--- Extrait à lire ---

Le ministre de l’Éducation, Jean-François Roberge, a été ébranlé par l’ampleur du problème. « Je n’accepte pas que les élèves soient laissés sans services à la maison. C’est quand même un nombre d’élèves important », dit-il au Devoir.

Il a demandé au ministère de recenser les meilleures pratiques pour maintenir la scolarisation de ces élèves extrêmement vulnérables. « Il faut offrir des services, idéalement à l’école, en étant conscients que ce sont des cas très, très, très difficiles. On doit aussi être ouverts à des solutions alternatives », ajoute le ministre Roberge.

En tout, 1481 élèves du préscolaire, du primaire et du secondaire se trouvaient le 1er février 2021 dans cette situation de « bris de service », selon un vaste sondage mené par le ministère ; 64 centres de services scolaires et 5 écoles privées spécialisées ont répondu à cette rare collecte de données sur ce phénomène méconnu.

Je n’accepte pas que les élèves soient laissés sans services à la maison. C’est quand même un nombre d’élèves important.

 

Ces élèves sont généralement renvoyés à la maison parce qu’ils « représentent un danger pour eux-mêmes ou pour les autres ». Mais d’autres motifs liés à la pandémie peuvent être invoqués, comme « l’impossibilité de respecter les règles de distanciation physique et les gestes barrière, ou encore des risques graves posés par la condition médicale de l’élève ».

La pointe de l’iceberg

Cette consultation a été menée à la demande de la députée libérale Jennifer Maccarone, infatigable défenderesse des élèves dits « handicapés ou en difficulté d’adaptation ou d’apprentissage ». Mère de deux enfants autistes, elle se dévoue sans relâche pour faire améliorer les services aux élèves ayant des besoins particuliers.

« Ce rapport démontre qu’il y a un réel problème. La mission de l’école, c’est d’enseigner à tous les enfants. C’est la loi. Mais le réseau scolaire n’y arrive pas », dit-elle avec une pointe d’émotion dans la voix.

--- Enregistrements extraits ---

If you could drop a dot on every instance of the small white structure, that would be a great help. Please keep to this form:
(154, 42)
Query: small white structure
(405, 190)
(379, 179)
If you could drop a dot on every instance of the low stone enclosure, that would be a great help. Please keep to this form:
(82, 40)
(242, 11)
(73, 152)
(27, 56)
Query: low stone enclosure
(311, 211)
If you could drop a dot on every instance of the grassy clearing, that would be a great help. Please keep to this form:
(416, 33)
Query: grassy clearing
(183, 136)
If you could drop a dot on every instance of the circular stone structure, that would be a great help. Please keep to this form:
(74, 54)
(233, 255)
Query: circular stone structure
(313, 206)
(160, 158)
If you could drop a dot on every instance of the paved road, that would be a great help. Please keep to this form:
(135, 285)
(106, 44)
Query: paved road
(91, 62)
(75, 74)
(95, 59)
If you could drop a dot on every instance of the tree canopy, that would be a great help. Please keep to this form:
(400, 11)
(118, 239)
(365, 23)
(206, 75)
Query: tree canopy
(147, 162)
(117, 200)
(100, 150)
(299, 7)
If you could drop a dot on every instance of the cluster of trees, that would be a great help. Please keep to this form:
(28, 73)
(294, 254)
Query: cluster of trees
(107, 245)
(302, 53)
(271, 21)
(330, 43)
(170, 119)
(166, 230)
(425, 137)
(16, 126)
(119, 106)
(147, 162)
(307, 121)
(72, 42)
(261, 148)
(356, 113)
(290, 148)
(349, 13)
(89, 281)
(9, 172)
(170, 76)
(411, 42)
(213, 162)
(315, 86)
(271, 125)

---
--- Enregistrements extraits ---

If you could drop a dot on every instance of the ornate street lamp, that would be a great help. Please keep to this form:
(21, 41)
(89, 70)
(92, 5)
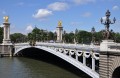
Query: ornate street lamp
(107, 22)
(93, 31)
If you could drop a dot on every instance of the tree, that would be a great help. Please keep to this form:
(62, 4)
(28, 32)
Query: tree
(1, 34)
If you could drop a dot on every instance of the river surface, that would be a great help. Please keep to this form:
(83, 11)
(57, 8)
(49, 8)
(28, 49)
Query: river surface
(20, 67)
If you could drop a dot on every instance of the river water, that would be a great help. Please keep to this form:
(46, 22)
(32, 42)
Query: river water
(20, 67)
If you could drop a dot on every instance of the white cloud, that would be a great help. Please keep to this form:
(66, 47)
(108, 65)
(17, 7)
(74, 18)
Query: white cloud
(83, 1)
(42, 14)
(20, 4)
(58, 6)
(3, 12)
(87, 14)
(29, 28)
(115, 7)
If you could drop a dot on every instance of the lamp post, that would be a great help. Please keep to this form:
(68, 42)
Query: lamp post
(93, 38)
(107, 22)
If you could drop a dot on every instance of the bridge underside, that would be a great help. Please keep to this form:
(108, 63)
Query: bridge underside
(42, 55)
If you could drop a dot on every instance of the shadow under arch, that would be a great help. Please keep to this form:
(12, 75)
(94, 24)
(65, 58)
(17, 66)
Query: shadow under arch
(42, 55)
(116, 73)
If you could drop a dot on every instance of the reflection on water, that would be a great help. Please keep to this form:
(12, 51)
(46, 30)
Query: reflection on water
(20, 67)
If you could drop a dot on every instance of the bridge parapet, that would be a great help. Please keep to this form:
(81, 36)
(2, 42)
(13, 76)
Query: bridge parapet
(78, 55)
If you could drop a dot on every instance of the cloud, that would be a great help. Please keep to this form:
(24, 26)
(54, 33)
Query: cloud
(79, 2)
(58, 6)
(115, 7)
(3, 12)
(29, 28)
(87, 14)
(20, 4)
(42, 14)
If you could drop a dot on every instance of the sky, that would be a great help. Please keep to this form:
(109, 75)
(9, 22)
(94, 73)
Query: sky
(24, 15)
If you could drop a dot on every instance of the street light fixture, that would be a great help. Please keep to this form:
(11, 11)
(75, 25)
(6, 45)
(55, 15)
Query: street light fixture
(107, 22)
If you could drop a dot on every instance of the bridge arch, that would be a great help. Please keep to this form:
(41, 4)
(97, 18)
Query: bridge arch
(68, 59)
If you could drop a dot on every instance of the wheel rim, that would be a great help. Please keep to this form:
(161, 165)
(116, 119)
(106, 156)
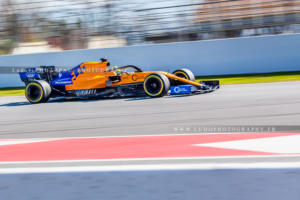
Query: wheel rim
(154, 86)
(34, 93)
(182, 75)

---
--- Enregistrements extraits ---

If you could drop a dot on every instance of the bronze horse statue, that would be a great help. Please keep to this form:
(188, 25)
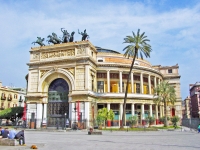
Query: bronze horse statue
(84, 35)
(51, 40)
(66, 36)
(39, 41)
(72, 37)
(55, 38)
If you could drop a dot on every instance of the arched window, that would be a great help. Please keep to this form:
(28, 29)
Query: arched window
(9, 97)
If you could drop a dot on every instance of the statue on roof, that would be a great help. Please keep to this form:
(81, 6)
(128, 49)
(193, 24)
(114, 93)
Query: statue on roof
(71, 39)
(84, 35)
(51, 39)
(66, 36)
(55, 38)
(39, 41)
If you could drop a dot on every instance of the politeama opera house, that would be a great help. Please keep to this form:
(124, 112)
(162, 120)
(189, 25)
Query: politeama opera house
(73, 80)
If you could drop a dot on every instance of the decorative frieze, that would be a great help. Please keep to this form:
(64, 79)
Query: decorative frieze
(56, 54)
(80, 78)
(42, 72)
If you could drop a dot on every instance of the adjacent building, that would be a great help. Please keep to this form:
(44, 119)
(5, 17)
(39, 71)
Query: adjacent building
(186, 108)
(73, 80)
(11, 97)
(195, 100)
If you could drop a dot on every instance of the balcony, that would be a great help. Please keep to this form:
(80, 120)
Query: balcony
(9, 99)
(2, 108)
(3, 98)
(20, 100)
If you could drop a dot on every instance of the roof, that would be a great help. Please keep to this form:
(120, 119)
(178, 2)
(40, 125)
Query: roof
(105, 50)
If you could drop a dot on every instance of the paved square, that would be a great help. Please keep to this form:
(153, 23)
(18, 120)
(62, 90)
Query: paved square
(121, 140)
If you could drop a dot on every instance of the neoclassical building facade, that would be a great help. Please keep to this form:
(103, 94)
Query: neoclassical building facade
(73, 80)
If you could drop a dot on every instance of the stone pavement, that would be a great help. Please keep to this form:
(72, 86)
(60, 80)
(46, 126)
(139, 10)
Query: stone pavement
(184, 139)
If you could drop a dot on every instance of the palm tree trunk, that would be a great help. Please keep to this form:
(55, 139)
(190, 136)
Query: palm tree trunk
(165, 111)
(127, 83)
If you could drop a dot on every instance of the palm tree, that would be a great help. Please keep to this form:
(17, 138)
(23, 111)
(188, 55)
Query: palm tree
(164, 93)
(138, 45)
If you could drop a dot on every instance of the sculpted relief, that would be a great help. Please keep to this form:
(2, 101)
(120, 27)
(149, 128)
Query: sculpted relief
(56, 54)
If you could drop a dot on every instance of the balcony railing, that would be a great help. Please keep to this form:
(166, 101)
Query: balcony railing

---

(Tâche à accomplir)
Dans l'extrait sur les élèves privés de services scolaires, reprenez le passage situé entre "La pointe de" et "des besoins particuliers.", inclus, en substituant "inlassable" à "infatigable".

(Réponse attendue)
La pointe de l’iceberg

Cette consultation a été menée à la demande de la députée libérale Jennifer Maccarone, inlassable défenderesse des élèves dits « handicapés ou en difficulté d’adaptation ou d’apprentissage ». Mère de deux enfants autistes, elle se dévoue sans relâche pour faire améliorer les services aux élèves ayant des besoins particuliers.